CallieTorres · 01/01/2016 00:43

So if your dps sister was there, should dm have bought her a present of the same level as op? Or if the dps brother had been there the same?, no, a token would have been fine

mathanxiety · 01/01/2016 01:03

The DSD is a half sibling of the children who got more, Catkind. When she stays with her father and her half siblings in the home she is a family member, so she should be treated as one. It's not like sharing Christmas with friends and their children or with BIL's siblings and their children.

Rageagain, the DSD is still his child, no matter how much time she spends with him, and when she is with her father in his home it is her home too. The OP has stated that in six years the OP's mum has not got to know this child, apparently even second hand. It is really odd that the grandmother has so little idea of what the DSD might like or need as a Christmas gift that all she could manage was colouring things and chocolate. Could she not pick up the phone and ask the OP or the OP's partner what the DSD might like or need, within certain price limits? What she did was thoughtless and high handed and dismissive of the child, her relationship to her half siblings, and disrespectful of the father and of his relationship with his child.

Alconleigh, it will be different if and when you and your BF have children who are half siblings of the already existing children. Maybe as a mark of respect for your BF (if you and he and his children become a family) your parents will consider honouring his children with more than just token items. As an aside, if the man you are seeing has not made it clear that he and his children are a package, I would hesitate to get involved.

Also, I don't know why everyone seems so hung up on 'equal' here -- thoughtful would do fine. What the mother did was bring a token gift that showed no thought or appreciation for the fact that the child is ten.

Hormonal, I agree.

TitusGibbonicus · 01/01/2016 01:21

There's possibly a touch too much disparity in the presents, in that maybe a toy or the pyjamas - all get dressed in the same things on christmas morning sort of thing, nice and inclusive - but then i would expect there is the same mismatch in presents from DSD's grandparents towards their step-grandchildren. Regardless of the relationship between the grandparent and the step-child. It isn't expected that a child gets equal presents from 6 grandparents. Equal presents from parents and step-parents though, certainly.

● ● ● ● ● ● ●

▶ [CHECK YOUR UNDERSTANDING]
1) In the forum thread about Christmas gifts for a stepdaughter, what did mathanxiety say was all the OP's mum could manage to give the DSD?
2) Continue the forum thread about Christmas gifts for a stepdaughter from where it stops.
The lines after this come from a separate source.

▶ [DATA SECTION]

● ● ● ● ● ● ●

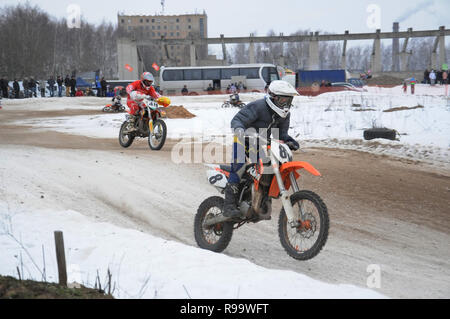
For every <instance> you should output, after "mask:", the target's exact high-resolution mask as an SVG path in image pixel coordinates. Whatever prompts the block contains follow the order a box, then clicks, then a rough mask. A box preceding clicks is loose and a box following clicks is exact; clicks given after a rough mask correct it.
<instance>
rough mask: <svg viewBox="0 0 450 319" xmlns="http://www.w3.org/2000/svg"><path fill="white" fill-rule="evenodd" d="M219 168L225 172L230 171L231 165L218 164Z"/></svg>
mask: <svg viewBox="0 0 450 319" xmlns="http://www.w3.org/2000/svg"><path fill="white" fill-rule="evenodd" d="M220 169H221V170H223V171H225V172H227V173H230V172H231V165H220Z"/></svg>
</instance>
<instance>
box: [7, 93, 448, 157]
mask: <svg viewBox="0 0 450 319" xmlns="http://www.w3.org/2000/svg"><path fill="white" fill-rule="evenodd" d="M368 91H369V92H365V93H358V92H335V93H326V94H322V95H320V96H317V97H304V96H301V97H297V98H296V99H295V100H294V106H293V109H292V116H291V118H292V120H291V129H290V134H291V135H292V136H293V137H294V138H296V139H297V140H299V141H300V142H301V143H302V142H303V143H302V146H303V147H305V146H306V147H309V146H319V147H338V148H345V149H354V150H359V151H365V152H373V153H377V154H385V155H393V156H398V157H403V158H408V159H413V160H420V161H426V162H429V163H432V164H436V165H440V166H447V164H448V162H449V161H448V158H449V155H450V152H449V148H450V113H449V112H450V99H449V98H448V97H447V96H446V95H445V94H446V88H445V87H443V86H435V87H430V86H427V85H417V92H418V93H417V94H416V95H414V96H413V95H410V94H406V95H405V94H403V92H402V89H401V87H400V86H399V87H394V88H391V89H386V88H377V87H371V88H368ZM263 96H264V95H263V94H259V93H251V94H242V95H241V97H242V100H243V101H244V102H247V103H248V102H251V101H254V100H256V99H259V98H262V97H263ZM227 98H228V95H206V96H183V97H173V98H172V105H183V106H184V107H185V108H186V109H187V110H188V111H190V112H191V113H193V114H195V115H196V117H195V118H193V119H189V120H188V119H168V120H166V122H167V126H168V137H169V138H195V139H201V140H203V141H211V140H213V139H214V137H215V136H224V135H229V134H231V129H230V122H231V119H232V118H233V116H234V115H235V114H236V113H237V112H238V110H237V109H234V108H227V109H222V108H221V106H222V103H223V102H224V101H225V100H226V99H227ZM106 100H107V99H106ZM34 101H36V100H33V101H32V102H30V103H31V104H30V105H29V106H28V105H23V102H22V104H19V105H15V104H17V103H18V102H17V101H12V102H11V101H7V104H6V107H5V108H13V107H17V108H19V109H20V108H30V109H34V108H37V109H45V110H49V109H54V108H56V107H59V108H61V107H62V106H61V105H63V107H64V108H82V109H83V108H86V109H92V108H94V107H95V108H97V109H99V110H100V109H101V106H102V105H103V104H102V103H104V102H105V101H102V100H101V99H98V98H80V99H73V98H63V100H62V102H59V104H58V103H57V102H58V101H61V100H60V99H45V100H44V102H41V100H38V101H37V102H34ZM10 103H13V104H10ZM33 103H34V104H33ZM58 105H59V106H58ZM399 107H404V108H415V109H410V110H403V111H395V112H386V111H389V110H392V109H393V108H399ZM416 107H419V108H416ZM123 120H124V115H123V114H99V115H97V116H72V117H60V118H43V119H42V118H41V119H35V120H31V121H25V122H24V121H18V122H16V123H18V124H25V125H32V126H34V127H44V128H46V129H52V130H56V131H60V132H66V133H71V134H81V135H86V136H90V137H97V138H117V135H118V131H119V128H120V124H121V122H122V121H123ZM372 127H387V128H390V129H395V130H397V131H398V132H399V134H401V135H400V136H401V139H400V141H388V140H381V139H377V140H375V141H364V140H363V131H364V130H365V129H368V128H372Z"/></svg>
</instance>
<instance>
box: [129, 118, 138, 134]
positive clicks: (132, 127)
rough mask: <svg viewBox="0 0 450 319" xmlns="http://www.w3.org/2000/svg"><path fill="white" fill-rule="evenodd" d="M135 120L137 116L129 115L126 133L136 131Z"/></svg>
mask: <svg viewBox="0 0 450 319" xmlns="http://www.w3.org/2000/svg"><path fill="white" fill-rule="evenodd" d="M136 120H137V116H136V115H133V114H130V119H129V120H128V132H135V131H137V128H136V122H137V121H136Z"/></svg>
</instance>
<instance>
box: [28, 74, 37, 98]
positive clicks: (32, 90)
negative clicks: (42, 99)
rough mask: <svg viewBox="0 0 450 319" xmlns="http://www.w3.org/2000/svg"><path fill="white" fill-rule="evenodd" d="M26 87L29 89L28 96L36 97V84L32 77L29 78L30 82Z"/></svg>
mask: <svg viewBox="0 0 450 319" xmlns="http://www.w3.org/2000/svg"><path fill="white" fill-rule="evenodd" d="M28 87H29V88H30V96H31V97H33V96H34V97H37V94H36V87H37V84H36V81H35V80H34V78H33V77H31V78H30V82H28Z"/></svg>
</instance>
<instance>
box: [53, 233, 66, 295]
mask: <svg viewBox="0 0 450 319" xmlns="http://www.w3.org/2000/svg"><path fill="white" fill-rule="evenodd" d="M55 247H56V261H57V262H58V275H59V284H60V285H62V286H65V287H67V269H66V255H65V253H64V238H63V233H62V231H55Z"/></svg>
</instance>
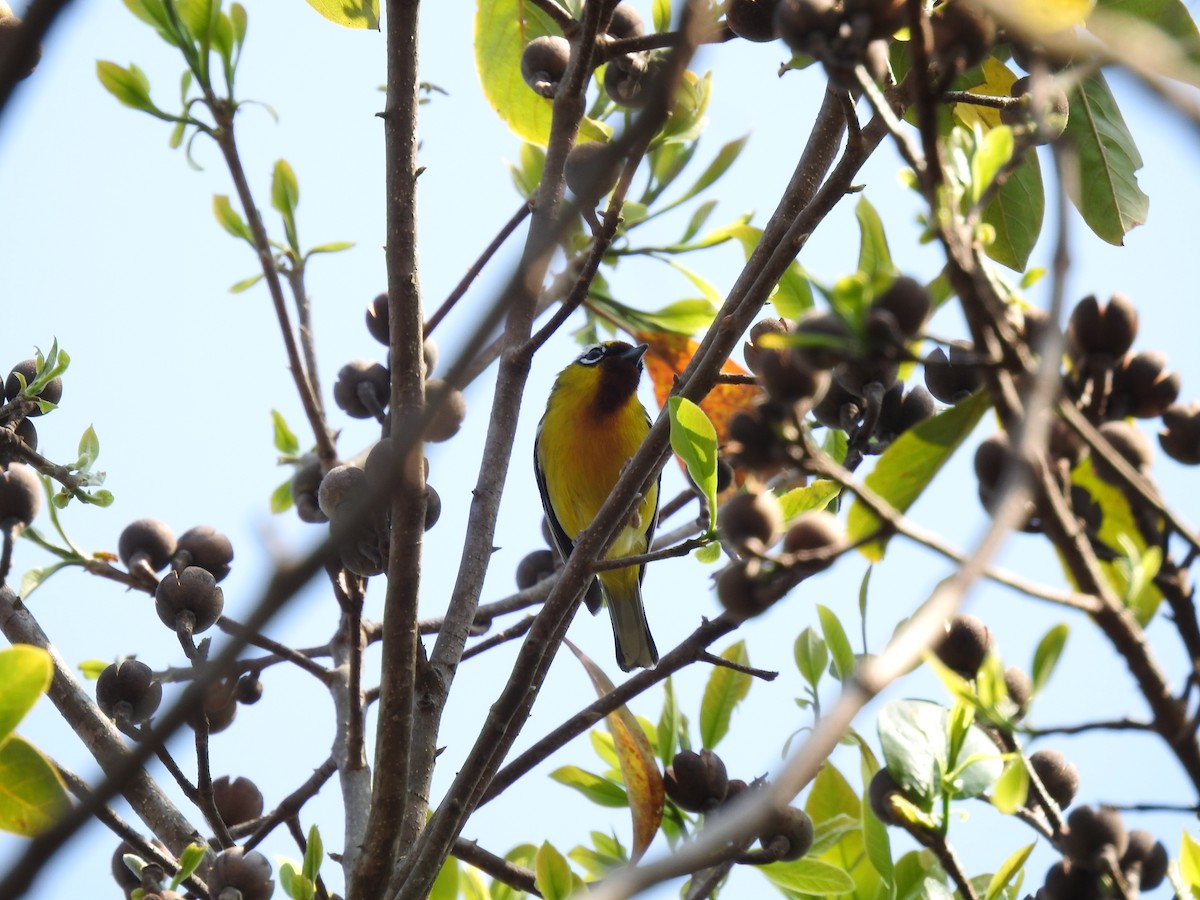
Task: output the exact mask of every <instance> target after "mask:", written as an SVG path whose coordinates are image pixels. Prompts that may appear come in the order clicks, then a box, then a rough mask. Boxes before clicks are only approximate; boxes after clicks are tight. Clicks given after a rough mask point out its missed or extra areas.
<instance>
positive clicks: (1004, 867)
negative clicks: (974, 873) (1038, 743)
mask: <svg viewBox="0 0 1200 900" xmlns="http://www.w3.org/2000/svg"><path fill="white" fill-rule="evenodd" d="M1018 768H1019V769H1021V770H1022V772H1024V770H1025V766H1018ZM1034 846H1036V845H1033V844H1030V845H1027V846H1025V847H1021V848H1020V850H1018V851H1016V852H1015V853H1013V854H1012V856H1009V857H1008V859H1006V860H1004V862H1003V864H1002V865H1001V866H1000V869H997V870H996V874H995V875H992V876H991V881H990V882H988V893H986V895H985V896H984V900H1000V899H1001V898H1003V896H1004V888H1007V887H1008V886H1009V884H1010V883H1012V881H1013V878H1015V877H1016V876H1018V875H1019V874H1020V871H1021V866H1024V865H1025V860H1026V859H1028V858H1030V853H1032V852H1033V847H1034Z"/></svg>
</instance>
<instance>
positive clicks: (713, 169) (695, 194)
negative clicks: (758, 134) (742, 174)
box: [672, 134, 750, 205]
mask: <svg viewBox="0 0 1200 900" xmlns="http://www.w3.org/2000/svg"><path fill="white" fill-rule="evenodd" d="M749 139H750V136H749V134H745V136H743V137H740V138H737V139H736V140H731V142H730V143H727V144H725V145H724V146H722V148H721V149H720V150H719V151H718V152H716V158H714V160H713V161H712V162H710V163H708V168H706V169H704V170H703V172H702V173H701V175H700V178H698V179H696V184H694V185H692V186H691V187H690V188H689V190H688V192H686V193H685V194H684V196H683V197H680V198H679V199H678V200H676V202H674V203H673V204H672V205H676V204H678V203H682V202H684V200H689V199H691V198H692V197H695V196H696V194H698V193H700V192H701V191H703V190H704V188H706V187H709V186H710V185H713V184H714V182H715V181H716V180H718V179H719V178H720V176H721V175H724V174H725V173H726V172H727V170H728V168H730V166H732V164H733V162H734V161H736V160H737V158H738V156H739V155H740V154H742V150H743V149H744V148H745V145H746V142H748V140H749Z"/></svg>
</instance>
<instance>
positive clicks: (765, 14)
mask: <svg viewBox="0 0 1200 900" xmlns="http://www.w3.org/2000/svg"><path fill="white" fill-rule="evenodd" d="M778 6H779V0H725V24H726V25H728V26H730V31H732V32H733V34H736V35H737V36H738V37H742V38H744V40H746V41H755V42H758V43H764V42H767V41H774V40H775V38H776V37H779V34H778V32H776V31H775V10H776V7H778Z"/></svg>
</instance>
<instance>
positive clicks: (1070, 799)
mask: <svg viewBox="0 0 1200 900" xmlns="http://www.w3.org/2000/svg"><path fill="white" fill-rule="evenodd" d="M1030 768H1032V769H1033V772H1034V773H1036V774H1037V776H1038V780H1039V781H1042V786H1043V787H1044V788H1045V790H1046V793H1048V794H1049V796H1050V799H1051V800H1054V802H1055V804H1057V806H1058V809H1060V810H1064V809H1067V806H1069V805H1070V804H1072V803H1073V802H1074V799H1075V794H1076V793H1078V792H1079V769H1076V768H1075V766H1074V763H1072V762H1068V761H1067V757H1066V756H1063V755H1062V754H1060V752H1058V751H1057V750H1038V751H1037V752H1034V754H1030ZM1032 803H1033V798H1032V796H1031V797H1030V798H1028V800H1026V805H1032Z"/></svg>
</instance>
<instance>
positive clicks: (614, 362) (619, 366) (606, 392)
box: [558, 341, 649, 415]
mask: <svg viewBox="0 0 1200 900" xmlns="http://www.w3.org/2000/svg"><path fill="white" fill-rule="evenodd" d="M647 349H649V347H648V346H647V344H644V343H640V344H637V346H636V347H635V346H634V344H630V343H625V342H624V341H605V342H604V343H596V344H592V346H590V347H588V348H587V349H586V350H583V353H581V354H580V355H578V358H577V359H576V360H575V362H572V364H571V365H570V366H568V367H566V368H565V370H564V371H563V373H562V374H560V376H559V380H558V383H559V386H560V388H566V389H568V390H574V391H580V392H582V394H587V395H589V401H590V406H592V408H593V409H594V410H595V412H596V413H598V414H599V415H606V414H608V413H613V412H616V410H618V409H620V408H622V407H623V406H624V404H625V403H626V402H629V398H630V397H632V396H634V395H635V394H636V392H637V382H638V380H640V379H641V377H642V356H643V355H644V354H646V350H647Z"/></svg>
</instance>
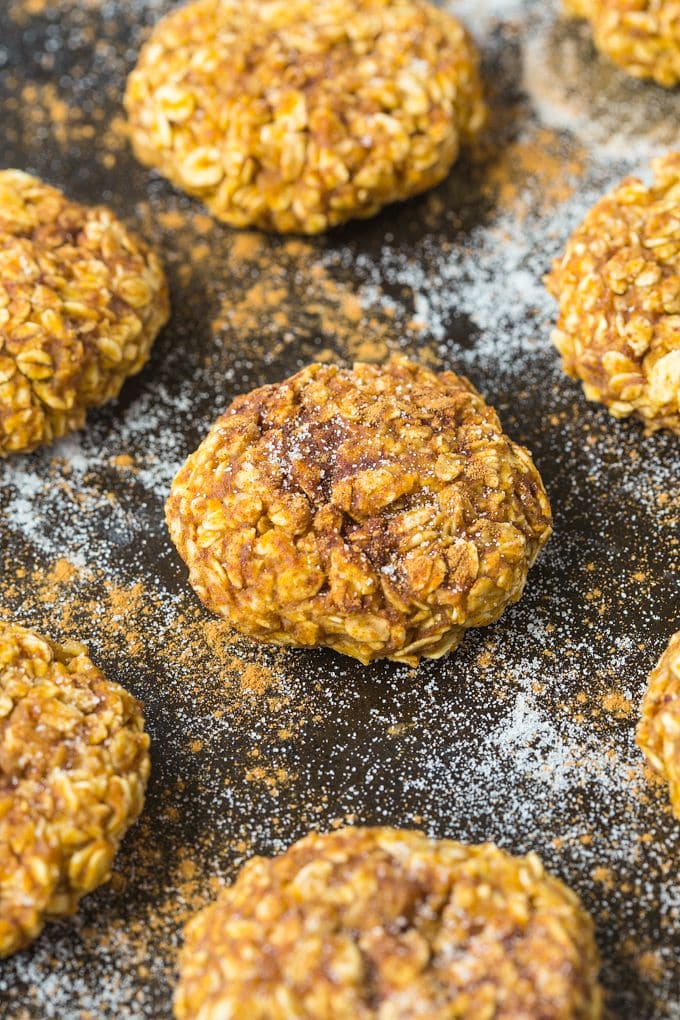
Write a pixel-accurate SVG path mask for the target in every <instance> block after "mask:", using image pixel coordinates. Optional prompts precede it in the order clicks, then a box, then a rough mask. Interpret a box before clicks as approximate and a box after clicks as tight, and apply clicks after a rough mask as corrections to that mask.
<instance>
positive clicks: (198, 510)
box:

● ● ● ● ● ● ●

▶ [ANSWERS BY ITEM]
1) Colouring things and chocolate.

2)
TitusGibbonicus · 01/01/2016 01:28

Math, you're the one banging on about equal rather than thoughtful. The DSGD got a present that was the same as the DGC, and apparently some her father also gotbher, so maybe that's more thoughtful than a toy or £30? You sound like someone who has taken personal issue with her partner's parents for not spending the same on their DSGC as their DGC, especially with the 'find out what they need/want, within price limits' comment.

mathanxiety · 01/01/2016 03:27

I posted about thoughtful too, upthread. 'Equally thoughtful' might hit the spot.

Gifts from the DSD's father would be separate in the reckoning from those from the OP's mother. Presumably his other children also got appropriate gifts from him, since they are all his children.

What is wrong with 'find out what they need/want'? The price limit would be set for practical purposes. No use saying the DSD needs/wants a bike, for instance. The OP's mother could have found out if the DSD would like a craft kit or a bracelet from Claire's or something else like pajamas that would have demonstrated a little more care for the DSD and respect for the fact that the DSD's father has a place in this family, than colouring things and chocolate.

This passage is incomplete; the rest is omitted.